Task details — Please report every line in the entries that contains the string "exact".

(Saved entries)
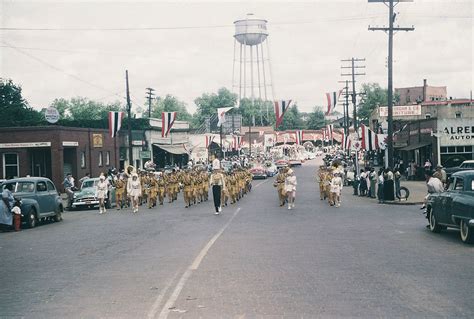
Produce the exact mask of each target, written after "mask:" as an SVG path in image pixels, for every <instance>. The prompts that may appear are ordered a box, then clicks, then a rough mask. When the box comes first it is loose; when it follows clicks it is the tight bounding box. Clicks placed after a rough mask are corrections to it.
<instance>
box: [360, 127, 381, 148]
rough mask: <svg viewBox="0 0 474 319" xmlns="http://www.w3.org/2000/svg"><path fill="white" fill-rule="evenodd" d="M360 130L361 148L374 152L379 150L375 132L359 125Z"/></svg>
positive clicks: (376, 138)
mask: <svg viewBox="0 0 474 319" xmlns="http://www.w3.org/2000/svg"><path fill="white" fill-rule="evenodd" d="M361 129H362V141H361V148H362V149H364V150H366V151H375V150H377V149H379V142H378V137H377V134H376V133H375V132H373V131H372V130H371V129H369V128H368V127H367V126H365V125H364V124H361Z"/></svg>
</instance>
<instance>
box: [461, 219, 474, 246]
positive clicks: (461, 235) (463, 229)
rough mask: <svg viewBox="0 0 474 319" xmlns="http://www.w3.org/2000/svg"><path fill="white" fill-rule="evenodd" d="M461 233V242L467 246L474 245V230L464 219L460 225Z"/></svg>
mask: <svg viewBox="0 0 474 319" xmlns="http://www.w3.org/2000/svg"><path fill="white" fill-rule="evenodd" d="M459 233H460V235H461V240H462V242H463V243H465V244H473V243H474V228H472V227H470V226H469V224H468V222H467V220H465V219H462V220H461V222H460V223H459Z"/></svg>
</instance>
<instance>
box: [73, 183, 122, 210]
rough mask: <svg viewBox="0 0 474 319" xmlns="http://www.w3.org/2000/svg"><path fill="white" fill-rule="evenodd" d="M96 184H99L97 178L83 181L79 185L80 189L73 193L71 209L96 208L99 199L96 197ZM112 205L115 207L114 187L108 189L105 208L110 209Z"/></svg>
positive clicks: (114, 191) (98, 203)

* * *

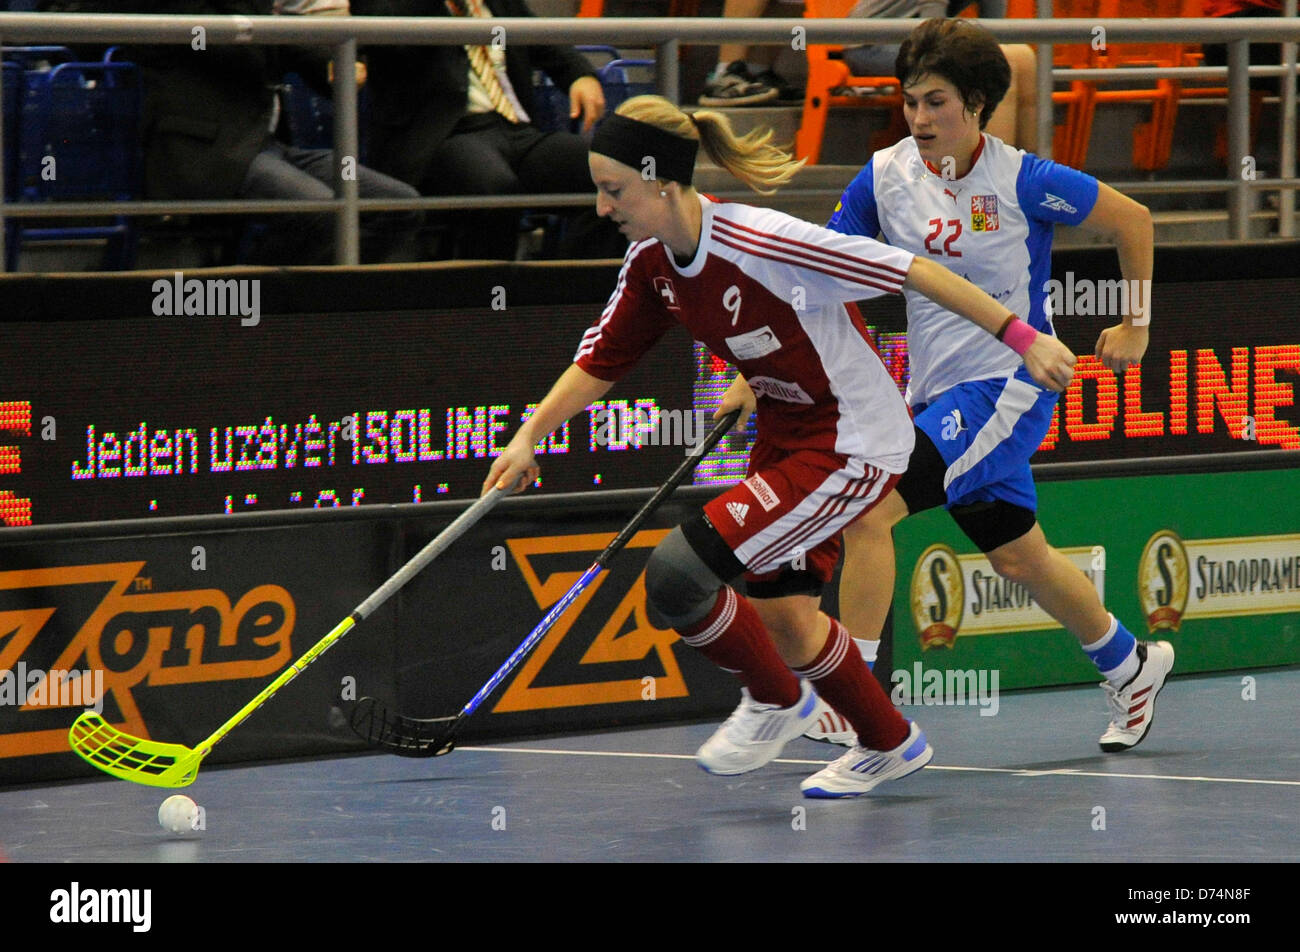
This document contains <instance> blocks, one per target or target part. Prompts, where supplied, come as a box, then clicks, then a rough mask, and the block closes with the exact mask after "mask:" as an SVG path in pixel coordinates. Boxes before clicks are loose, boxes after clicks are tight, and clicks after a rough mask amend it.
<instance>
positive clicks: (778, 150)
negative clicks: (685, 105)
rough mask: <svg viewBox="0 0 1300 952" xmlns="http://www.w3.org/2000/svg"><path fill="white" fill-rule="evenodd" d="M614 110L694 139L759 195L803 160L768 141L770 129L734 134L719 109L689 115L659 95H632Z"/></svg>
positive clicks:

Answer section —
Produce the exact mask of each target, written after "mask:" as an SVG path in image pixels, for every <instance>. The prompts that may appear are ordered a box, then clicks, then a rough mask. When the box comes first it is loose; when it follows clicks it is the tight bounding box. Clicks placed after a rough mask are corrections to it.
This document contains <instance> blocks, one per target or target part. Prompts, where supplied, come as a box, then clicks, then a rough mask, and the block closes with the exact mask after "mask:" as an SVG path in pixel coordinates. Boxes before clicks are loose, boxes after clicks are tight, and clicks after a rough mask amend it.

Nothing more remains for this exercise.